Exercise goal: Please repeat all of the lines that follow, exactly as written.

Records from a point labeling set

START

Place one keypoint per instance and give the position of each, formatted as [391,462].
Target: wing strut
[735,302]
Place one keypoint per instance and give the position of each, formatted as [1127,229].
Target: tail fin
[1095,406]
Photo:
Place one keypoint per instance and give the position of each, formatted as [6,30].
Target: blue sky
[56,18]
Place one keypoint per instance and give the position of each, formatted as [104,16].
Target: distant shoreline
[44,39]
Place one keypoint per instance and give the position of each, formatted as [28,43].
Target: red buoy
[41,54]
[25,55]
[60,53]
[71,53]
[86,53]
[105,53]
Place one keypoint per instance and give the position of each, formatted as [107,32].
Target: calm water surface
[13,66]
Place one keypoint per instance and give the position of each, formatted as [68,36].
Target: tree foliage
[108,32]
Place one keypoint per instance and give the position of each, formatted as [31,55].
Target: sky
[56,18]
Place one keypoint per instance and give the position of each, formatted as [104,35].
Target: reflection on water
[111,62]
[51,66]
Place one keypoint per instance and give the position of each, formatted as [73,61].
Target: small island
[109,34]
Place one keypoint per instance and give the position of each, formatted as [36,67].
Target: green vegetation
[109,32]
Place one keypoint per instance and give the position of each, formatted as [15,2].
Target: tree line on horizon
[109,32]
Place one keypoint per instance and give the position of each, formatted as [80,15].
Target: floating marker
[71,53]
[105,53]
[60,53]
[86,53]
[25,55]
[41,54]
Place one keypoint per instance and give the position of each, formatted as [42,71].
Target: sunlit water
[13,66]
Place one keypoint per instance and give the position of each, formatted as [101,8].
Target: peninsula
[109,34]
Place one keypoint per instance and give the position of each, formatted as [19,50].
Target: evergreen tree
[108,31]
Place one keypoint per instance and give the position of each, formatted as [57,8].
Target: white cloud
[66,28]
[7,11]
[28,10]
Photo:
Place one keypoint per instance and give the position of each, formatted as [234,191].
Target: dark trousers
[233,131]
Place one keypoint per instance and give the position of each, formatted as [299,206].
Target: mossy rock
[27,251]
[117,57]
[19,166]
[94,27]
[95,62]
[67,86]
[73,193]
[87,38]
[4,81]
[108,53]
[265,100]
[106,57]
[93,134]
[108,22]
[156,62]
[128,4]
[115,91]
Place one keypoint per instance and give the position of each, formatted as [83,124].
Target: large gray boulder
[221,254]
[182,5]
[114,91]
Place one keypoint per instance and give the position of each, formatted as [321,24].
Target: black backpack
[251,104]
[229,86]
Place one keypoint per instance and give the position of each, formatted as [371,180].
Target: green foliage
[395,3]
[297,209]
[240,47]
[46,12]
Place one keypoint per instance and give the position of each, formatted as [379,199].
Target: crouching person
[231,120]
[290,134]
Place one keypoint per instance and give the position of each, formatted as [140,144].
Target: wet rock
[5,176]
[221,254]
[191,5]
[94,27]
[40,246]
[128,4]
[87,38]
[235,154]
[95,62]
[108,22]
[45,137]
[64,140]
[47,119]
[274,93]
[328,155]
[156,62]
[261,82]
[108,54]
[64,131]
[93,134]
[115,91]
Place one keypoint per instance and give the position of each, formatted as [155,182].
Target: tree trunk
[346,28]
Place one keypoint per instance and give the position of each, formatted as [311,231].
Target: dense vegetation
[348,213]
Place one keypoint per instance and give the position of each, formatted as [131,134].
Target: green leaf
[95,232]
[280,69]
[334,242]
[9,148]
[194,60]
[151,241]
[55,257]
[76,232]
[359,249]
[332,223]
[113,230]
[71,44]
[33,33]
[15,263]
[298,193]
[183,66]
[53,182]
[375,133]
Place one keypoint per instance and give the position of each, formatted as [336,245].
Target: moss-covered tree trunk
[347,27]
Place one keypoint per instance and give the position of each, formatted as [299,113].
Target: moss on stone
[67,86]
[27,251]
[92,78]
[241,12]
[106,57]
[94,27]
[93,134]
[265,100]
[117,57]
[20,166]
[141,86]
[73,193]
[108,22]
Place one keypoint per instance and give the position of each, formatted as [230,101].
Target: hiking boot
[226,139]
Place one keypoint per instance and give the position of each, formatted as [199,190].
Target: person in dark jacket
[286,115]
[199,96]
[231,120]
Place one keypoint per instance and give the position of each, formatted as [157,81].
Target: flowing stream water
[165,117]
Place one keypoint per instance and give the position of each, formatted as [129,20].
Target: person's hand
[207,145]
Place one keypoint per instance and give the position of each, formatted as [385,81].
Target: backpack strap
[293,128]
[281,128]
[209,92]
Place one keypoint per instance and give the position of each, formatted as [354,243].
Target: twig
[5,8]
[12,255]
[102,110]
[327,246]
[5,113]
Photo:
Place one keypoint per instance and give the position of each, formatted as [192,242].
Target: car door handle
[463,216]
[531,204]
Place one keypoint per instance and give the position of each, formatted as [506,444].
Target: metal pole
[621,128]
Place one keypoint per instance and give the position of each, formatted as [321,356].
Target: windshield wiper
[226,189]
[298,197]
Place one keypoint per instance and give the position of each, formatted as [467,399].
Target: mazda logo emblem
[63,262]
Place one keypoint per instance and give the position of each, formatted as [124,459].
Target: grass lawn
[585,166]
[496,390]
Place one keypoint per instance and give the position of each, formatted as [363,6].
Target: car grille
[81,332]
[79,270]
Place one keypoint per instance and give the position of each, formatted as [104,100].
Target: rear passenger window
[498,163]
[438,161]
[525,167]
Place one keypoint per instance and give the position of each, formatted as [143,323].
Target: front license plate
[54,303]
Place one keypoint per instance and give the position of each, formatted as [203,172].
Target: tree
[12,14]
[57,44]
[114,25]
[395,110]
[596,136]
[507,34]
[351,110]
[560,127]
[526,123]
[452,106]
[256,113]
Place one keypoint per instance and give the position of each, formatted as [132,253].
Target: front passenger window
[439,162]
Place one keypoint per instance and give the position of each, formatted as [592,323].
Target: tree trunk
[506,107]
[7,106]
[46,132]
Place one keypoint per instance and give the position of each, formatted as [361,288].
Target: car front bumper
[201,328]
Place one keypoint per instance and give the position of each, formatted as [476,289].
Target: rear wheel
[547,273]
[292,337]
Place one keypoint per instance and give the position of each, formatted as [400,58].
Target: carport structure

END

Correct answer:
Place one keypoint per instance and give the position of each, formatted as [391,462].
Target: wing strut
[735,302]
Place one keypoint per instance and give the position of each, formatted as [1127,229].
Target: tail fin
[1095,406]
Photo:
Place one keypoint per instance and give the position of each, formatted as [6,30].
Target: blue sky
[56,18]
Place one keypoint per instance and give the position of each, formatted as [104,16].
Target: distant shoreline
[44,39]
Place one keypoint per instance and give the position of each, formatted as [28,43].
Target: red buoy
[41,54]
[25,55]
[60,53]
[71,53]
[86,53]
[105,53]
Place one keypoint per instance and give the position of each, formatted as [107,32].
Target: calm water surface
[13,66]
Place one keypoint per instance and give the position of each, formatted as [68,36].
Target: tree foliage
[108,32]
Place one keypoint per instance and give the position of each, formatted as [31,55].
Target: sky
[56,18]
Place one keypoint per instance and give the position of each, formatted as [104,35].
Target: reflection on water
[111,62]
[51,66]
Place one keypoint per instance and give the position of each, formatted as [73,61].
Target: small island
[109,34]
Place one keypoint per instance and give the position of each, formatted as [36,67].
Target: green vegetation
[109,32]
Place one keypoint per instance and give the position of each, formatted as [15,2].
Target: tree line on horizon
[109,32]
Place one keypoint per instance and give the position of each, formatted as [80,15].
Target: floating marker
[71,53]
[105,53]
[60,53]
[86,53]
[25,55]
[41,54]
Place one keypoint per instance and give the position of each, formatted as [42,71].
Target: sunlit water
[13,66]
Place one keypoint per instance and give the position of each, formatted as [101,8].
Target: peninsula
[109,34]
Place one keypoint per instance and give the position of each, formatted as [19,50].
Target: evergreen tree
[108,31]
Place one keypoint per instance and give the position of each, formatted as [57,8].
Target: white cloud
[66,28]
[7,11]
[28,10]
Photo:
Place one keypoint per instance and give the position of each, formatted as [234,191].
Target: dark trousers
[233,131]
Place one keypoint per instance and give the position of each, formatted as [299,206].
Target: mossy rock
[27,251]
[117,57]
[19,166]
[94,27]
[95,62]
[67,86]
[73,193]
[87,38]
[4,81]
[108,53]
[265,100]
[106,57]
[93,134]
[108,22]
[156,62]
[128,4]
[115,91]
Place one keypoint per instance and give the position of each, formatted as [83,124].
Target: large gray boulder
[221,254]
[182,5]
[114,91]
Place one keypoint per instance and give the position of each, formatted as [321,24].
Target: black backpack
[251,104]
[229,86]
Place one keypoint per instance and give the position of each, formatted as [371,180].
Target: green foliage
[395,3]
[297,209]
[240,47]
[46,12]
Place one keypoint per instance and give the position of each, formatted as [379,199].
Target: crouching person
[231,120]
[290,134]
Place one keypoint per instance and give the position of each, formatted as [140,144].
Target: wet rock
[5,176]
[221,254]
[191,5]
[94,27]
[40,246]
[128,4]
[87,38]
[235,154]
[95,62]
[108,22]
[45,137]
[64,140]
[47,119]
[274,93]
[328,155]
[156,62]
[261,82]
[108,54]
[64,131]
[93,134]
[115,91]
Place one keypoint per instance and give the position of each, formatted as [155,182].
Target: tree trunk
[346,28]
Place one keypoint per instance and give the position of each, formatted as [311,231].
Target: dense vegetation
[348,213]
Place one keypoint per instance and give the position of each, formatted as [131,134].
Target: green leaf
[95,232]
[280,69]
[334,242]
[9,148]
[194,60]
[151,241]
[55,257]
[76,232]
[359,249]
[332,223]
[113,230]
[71,44]
[33,33]
[15,263]
[298,193]
[183,66]
[53,182]
[375,133]
Place one keypoint per instance and give the position of each, formatted as [336,245].
Target: moss-covered tree trunk
[347,27]
Place one keypoint per instance and give the position of each, formatted as [299,113].
Target: moss on stone
[67,86]
[27,251]
[92,78]
[241,12]
[106,57]
[94,27]
[93,134]
[265,100]
[117,57]
[20,166]
[141,86]
[73,193]
[108,22]
Place one keypoint per instance and give the position of each, formatted as [230,101].
Target: hiking boot
[226,139]
Place one keypoint per instance and give the position of each, formatted as [199,190].
Target: person in dark jacket
[286,115]
[199,96]
[231,120]
Place one keypoint per instance and give the position of each, formatted as [157,81].
Target: flowing stream water
[165,117]
Place one keypoint per instance and give the position of each, formatted as [129,20].
Target: person's hand
[207,145]
Place one keypoint per instance and give the position of each, formatted as [385,81].
Target: backpack strap
[293,128]
[281,128]
[209,92]
Place one keypoint per instance and give the position of each, formatted as [354,243].
Target: twig
[5,8]
[12,255]
[102,110]
[327,246]
[5,113]
Photo:
Place one keypoint per instance and give the position of each, formatted as [192,242].
Target: car door handle
[463,216]
[531,204]
Place one keypoint per instance and give the position of each, formatted as [506,444].
Target: metal pole
[621,128]
Place one keypoint per instance and give the position of each, formatted as [321,356].
Target: windshield wiper
[226,189]
[298,197]
Place one keypoint per instance and give the position of each, formatted as [467,399].
Target: mazda logo emblem
[63,262]
Place one keypoint per instance and give the position of each, formatted as [124,459].
Target: grass lawn
[585,166]
[496,390]
Place one keypoint per instance and give the position of each, formatted as [363,6].
Target: car grille
[81,332]
[79,270]
Place one keypoint per instance and give the position of each, formatted as [104,100].
Target: rear passenger window
[498,163]
[438,161]
[525,167]
Place one keypoint per instance and give the position of each, formatted as [143,323].
Target: front license plate
[54,303]
Place one keypoint per instance and give the position of each, formatted as [203,172].
Target: tree
[12,14]
[57,44]
[114,25]
[395,110]
[596,136]
[507,34]
[351,110]
[560,127]
[526,123]
[452,106]
[256,113]
Place one keypoint per instance and give the position of each, formatted as [132,253].
Target: front passenger window
[439,162]
Place one keypoint per instance and give the position of each, formatted as [592,323].
Target: tree trunk
[506,107]
[7,106]
[46,132]
Place one keypoint per instance and give the position of each, formatted as [361,288].
Target: car front bumper
[201,328]
Place one keypoint per instance and give the position of each, formatted as [476,289].
Target: rear wheel
[547,273]
[292,337]
Place one keypoint per instance and give the position of each, formatted as [400,58].
Target: carport structure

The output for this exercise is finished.